Document source →

○ ○ ○ ○ ○

Cratippe, en paraissant entrer dans ses raisons,
tâchait de le ramener à de meilleures
espérances ; il craignait sans doute de se rendre
importun en le contredisant mal à propos. Car, aux
doutes que Pompée élevait sur la Providence,
Cratippe pouvait répondre en lui montrant que dans le
désordre où la république était
tombée, elle avait besoin d'un gouvernement
monarchique (109). Il
aurait pu lui dire encore : «Comment et à quelle
marque pourrions-nous croire, Pompée, que si la
victoire s'était déclarée en votre
faveur, vous auriez usé mieux que César de
votre fortune ?» Mais laissons là ces questions,
comme toutes celles qui regardent les dieux (110).
LXXXI. Pompée ayant
pris sur son vaisseau sa femme et ses amis, continua sa route
sans s'arrêter ailleurs que dans les ports, quand le
besoin de faire de l'eau et de prendre des vivres le
forçait de relâcher. La première ville
où il descendit fut Attalie (111) dans la Phamphylie. Il
y arriva quelques galères qui venaient de Cilicie, et
il parvint à rassembler quelques troupes ; il eut
même bientôt auprès de lui jusqu'à
soixante sénateurs ; et ayant appris que sa flotte
n'avait reçu aucun échec ; que Caton,
après avoir recueilli un grand nombre de soldats de la
déroute de Pharsale, était passé en
Afrique, il se plaignit à ses amis ; et se fit
à lui-même les plus vifs reproches de
s'être laissé forcer à combattre avec sa
seule armée de terre, sans employer ses troupes de
nier, qui faisaient ses principales forces ; ou du moins de
ne s'être pas fait comme un rempart de sa flotte, qui,
en cas d'une défaite sur terre, lui aurait fourni une
autre armée si puissante, si capable de
résister à l'ennemi. Il est vrai que la plus
grande faute de Pompée, comme la ruse la plus habile
de César, fut d'avoir placé le lieu du combat
si loin du secours que Pompée pouvait tirer de sa
flotte. Cependant celui-ci, forcé de tenter quelque
entreprise avec les faibles ressources qui lui restaient,
envoya ses amis dans quelques villes, alla lui-même
dans d'autres pour demander de l'argent et équiper des
vaisseaux ; mais craignant qu'un ennemi aussi prompt et aussi
actif que César ne vînt subitement lui enlever
tous les préparatifs qu'il aurait pu faire, il
examinait quelle retraite, quel asile il pouvait
espérer dans sa fortune présente.

○ ○ ○ ○ ○

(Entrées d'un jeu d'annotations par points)
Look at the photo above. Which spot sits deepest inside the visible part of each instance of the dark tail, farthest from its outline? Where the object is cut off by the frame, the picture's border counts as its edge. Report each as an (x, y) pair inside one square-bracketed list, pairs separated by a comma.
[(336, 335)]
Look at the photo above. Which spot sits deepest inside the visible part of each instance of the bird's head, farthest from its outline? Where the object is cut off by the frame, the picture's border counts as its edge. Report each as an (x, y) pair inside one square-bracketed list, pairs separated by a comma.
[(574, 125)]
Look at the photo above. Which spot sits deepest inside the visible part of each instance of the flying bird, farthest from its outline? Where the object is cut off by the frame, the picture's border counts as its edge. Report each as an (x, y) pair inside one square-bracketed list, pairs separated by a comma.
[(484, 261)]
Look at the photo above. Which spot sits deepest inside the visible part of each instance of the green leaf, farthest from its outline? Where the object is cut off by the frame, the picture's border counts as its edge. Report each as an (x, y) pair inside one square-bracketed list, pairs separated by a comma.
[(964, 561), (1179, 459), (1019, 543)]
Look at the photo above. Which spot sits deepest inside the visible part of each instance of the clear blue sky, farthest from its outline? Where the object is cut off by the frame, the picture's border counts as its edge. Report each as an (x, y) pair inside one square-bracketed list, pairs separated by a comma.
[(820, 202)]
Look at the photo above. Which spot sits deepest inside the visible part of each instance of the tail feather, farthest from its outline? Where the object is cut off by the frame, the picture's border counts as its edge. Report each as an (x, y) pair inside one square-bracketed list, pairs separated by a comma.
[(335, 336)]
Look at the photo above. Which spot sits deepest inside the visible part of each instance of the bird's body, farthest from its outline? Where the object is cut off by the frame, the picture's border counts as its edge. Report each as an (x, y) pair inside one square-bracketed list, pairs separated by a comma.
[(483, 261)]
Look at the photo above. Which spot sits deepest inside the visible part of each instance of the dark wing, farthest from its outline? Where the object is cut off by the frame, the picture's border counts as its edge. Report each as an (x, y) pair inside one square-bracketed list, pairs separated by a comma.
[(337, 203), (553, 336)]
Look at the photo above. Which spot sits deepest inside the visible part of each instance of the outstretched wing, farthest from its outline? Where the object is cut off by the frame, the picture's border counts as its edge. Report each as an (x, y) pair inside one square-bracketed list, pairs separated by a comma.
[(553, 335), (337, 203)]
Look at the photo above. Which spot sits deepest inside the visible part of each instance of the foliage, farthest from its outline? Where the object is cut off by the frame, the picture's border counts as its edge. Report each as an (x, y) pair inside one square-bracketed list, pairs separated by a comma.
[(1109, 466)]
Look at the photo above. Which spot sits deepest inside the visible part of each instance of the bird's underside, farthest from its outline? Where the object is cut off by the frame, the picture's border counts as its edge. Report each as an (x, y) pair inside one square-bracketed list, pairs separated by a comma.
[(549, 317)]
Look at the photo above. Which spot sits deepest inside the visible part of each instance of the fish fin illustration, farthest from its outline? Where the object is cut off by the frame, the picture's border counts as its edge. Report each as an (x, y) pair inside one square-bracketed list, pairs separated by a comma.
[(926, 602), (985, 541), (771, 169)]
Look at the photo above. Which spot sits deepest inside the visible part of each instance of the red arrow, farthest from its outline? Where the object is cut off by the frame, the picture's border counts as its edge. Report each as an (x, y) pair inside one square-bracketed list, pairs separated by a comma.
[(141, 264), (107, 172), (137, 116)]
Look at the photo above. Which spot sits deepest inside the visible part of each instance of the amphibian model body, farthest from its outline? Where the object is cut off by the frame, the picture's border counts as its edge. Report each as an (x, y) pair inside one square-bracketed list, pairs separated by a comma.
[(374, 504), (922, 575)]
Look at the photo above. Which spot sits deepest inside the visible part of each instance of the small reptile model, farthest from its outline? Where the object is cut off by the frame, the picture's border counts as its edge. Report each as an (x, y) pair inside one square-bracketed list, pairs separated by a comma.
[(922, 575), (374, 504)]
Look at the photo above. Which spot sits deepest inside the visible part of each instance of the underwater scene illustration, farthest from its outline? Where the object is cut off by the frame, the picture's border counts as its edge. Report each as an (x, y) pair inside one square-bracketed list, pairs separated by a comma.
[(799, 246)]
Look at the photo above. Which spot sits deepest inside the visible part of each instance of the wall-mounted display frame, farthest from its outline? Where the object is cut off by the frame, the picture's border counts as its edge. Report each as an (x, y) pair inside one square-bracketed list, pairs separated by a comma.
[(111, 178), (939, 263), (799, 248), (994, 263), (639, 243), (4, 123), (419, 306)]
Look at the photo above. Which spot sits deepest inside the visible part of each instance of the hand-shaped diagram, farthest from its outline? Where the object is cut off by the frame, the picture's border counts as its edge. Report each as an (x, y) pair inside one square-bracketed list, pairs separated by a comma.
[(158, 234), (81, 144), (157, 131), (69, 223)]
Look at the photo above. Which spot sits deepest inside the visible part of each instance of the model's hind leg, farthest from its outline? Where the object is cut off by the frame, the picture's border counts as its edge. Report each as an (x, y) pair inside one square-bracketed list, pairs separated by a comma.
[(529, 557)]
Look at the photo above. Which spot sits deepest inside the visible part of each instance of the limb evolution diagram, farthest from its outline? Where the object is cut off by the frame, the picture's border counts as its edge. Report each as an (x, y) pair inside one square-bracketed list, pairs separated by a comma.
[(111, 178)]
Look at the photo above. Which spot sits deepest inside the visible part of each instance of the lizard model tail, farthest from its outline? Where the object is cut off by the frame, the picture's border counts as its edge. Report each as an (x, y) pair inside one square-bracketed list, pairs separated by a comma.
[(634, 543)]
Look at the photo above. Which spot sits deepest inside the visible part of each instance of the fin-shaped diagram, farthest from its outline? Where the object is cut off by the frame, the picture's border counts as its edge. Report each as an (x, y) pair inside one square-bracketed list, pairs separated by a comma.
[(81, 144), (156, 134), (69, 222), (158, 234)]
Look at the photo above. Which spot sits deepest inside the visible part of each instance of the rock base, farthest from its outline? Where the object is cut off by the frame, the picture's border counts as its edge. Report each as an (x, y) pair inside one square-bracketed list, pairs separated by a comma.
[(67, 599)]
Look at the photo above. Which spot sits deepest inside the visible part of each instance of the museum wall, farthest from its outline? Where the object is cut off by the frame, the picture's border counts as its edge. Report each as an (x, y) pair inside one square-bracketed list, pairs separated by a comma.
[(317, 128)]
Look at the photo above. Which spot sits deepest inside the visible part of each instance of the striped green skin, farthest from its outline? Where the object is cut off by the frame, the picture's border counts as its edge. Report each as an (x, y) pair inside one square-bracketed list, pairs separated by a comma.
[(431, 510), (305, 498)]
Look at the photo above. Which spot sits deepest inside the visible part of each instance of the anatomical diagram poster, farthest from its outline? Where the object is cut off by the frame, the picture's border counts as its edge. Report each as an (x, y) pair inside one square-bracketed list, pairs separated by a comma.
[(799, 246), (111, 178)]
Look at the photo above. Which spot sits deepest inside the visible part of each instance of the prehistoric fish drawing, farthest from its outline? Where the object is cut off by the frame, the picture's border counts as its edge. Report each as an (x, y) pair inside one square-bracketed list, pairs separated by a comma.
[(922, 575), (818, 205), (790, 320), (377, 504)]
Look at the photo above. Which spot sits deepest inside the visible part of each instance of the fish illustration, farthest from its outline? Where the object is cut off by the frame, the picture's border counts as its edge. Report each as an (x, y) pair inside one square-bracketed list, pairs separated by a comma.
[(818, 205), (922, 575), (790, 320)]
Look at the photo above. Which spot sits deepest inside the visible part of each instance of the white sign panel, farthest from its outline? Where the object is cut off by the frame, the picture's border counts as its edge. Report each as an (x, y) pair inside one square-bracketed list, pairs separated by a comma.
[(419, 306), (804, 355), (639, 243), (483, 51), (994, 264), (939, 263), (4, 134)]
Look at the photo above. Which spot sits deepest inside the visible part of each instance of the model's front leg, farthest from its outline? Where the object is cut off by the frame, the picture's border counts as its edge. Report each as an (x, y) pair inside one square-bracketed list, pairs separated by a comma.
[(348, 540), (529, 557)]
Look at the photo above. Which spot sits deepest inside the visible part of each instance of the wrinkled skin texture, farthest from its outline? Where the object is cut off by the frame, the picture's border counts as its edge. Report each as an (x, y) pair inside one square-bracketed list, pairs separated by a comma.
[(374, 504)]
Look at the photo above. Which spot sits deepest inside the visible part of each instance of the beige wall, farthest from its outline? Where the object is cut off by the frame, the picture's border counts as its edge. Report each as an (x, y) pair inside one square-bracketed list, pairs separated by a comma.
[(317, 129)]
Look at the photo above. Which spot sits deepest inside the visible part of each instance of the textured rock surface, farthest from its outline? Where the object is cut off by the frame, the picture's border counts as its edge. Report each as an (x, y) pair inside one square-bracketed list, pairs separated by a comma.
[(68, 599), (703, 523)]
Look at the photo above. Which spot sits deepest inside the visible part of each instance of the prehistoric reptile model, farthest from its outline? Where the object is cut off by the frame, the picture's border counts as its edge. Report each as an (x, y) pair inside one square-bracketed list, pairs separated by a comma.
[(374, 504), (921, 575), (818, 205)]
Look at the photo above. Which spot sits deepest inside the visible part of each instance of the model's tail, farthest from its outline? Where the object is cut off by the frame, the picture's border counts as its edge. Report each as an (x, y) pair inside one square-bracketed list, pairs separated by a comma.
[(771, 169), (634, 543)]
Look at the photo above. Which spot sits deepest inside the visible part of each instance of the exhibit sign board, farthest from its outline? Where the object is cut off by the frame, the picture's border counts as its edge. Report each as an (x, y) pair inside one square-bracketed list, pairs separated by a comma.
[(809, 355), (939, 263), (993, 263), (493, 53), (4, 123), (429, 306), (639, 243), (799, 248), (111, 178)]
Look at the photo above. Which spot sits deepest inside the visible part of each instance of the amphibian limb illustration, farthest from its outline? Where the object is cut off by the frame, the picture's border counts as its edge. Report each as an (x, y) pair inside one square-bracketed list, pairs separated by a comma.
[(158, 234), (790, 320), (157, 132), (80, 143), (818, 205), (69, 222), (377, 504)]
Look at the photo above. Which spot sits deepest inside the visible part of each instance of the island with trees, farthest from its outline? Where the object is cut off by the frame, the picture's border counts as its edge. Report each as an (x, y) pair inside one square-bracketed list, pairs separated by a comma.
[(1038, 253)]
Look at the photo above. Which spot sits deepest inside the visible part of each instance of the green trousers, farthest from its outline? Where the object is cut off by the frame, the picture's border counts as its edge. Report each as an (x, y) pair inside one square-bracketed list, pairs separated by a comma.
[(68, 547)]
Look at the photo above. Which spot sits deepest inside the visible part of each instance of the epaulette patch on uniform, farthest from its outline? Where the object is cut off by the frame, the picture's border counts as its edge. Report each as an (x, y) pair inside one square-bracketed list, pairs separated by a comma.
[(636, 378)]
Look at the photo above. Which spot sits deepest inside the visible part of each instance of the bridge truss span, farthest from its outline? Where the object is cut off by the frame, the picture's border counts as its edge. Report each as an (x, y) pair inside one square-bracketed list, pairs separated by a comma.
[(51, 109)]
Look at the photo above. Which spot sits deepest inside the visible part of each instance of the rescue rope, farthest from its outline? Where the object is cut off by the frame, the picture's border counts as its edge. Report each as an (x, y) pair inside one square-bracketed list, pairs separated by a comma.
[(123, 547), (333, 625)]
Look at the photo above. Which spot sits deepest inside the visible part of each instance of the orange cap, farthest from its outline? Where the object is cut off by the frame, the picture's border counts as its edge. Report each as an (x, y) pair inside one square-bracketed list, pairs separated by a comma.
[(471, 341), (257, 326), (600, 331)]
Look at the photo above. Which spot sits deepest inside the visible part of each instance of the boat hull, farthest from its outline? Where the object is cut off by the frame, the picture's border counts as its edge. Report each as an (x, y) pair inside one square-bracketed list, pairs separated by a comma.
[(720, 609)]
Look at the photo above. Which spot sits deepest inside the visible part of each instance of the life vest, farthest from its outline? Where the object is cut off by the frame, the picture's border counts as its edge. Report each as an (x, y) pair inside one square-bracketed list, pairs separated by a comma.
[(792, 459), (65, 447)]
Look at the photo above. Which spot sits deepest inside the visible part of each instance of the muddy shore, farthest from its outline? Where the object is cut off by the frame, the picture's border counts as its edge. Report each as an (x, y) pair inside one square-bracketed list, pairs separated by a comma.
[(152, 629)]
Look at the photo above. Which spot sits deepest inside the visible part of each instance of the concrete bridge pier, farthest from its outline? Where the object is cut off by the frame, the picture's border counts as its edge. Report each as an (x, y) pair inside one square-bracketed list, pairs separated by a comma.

○ ○ ○ ○ ○

Consigne →
Poursuivez le récit sur la fuite de Pompée à partir de sa dernière phrase. Ce matériel est distinct du récit sur la fuite de Pompée.

Réponse attendue →
LXXXII. Après en
avoir délibéré avec ses amis, il ne vit
aucune province de l'empire où il pût se retirer
en sûreté. Entre les royaumes étrangers,
il ne voyait que celui des Parthes qui, pour le moment,
fût le plus propre à les recevoir, à
protéger d'abord leur faiblesse, ensuite à les
remettre en pied et à les renvoyer avec des forces
considérables. La plupart de ses amis penchaient pour
l'Afrique et pour le roi Juba ; mais Théophane de
Lesbos représenta que ce serait la plus grande folie
de laisser là l'Egypte, qui n'était qu'à
trois journées de navigation, dont, à la
vérité, le roi Ptolémée (112) sortait à peine
de l'enfance, mais devait à Pompée tant de
reconnaissance pour les services et les témoignages
d'amitié que son père en avait reçus, et
d'aller se jeter entre les mains des Parthes, la plus perfide
de toutes les nations. «Serait-il raisonnable,
ajouta-t-il, que Pompée, qui refuse d'être le
second après un Romain dont il a été le
gendre, pour être le premier de tous les autres, qui ne
veut pas faire l'épreuve de la modération de
César, allât livrer sa personne à un
Arsace (113), qui n'a
jamais pu avoir en sa puissance Crassus vivant ?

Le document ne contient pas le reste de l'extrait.